Stated goal – Copy out each of the records below word for word, in the order given.

[Excerpts of labeled region data]
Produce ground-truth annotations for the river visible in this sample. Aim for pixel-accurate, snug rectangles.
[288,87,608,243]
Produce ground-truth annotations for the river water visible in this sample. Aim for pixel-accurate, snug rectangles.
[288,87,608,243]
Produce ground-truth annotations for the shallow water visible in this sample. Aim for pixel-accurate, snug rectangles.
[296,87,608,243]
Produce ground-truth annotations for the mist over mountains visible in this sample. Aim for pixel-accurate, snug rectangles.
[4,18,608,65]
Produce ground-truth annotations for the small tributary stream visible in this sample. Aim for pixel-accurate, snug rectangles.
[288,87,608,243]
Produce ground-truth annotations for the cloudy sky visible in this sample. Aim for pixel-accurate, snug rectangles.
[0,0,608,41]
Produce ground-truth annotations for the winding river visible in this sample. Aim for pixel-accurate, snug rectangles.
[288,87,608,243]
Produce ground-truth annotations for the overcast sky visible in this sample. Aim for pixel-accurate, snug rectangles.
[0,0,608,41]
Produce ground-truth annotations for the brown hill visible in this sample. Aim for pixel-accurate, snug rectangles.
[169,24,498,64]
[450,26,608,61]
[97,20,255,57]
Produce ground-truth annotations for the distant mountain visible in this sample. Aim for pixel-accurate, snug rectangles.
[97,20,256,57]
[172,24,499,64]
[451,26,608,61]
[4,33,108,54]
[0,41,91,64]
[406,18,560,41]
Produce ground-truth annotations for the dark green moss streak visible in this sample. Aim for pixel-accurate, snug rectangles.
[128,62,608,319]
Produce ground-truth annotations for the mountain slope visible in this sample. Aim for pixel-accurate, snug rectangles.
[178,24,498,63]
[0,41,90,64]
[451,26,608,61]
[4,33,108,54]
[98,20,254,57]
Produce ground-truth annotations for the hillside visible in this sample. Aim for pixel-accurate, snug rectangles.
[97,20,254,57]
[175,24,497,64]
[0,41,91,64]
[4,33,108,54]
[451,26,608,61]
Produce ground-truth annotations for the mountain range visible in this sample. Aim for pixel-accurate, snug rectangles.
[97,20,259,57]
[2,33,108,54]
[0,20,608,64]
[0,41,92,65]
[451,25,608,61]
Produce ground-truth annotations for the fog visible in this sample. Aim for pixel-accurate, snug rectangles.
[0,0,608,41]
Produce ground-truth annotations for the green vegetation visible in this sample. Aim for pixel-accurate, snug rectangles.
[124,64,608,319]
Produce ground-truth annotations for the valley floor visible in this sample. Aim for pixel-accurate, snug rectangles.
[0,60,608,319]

Correct response –
Produce ground-truth annotations for the river visible in this sample. Aim for pixel-accurate, snug rectangles.
[288,87,608,243]
Produce ground-truth annotations for the river water visible in this sample. Aim for pixel-accurate, snug rectangles.
[288,87,608,243]
Produce ground-truth annotations for the shallow water visible in this sample. Aim for pixel-accurate, snug rectangles.
[296,87,608,243]
Produce ground-truth annotations for the mist over mountains visible in this sample. Aim for pixel-accurate, snug rectangles.
[4,18,608,65]
Produce ground-truth annotations for the small tributary stream visible in this sample. Aim for pixel-accurate, snug rectangles.
[288,87,608,243]
Produce ground-truth annotations for the cloudy sky visible in this sample. Aim for pixel-accurate, snug rectangles.
[0,0,608,41]
Produce ground-truth annotations for the winding river visible in this sample. Aim for pixel-accurate, snug rectangles.
[288,87,608,243]
Produce ground-truth annotations for the overcast sky visible in this sample. Aim for pixel-accurate, snug rectangles.
[0,0,608,41]
Produce ground-truth annotations for the brown hill visible in this sample. Aim for pixel-accurate, snug rectangles.
[169,24,498,64]
[450,26,608,61]
[97,20,255,57]
Produce ground-truth annotations for the distant mountain visible in this sample. Aim for pixel-accurate, snug rectangles.
[97,20,256,57]
[172,24,499,64]
[451,26,608,61]
[4,33,108,54]
[0,41,91,64]
[406,18,560,41]
Produce ground-truth annotations for the dark green moss streak visible in this sample. Aim for pixel-accurate, snug rectangles.
[128,62,608,319]
Produce ground-truth annotations for the mountain slope visible in this sample. Aim for pixel-accurate, snug rectangles.
[178,24,498,63]
[0,41,90,64]
[451,26,608,61]
[4,33,108,54]
[98,20,254,57]
Produce ground-truth annotations for the hillside visible in this sample. Aim for pixel-accurate, snug rectangles.
[97,20,254,57]
[175,24,497,64]
[0,41,91,64]
[4,33,108,54]
[451,26,608,61]
Produce ground-truth annotations for the mountain range visible in this sample. Aim for pixel-accurate, snug rectangles.
[97,20,259,57]
[2,33,108,54]
[0,20,608,64]
[0,41,92,65]
[451,25,608,61]
Produce ground-truth annotations for the fog visible in this sample. Aim for pixel-accurate, snug rectangles.
[0,0,608,41]
Produce ground-truth annotations for the green vegetation visible in this sample. Aim for pixel-accurate, snug rectangles.
[124,64,608,319]
Produce ground-truth annotations for the valley floor visible in this sample. Aim for pixel-accurate, snug rectangles.
[0,60,608,319]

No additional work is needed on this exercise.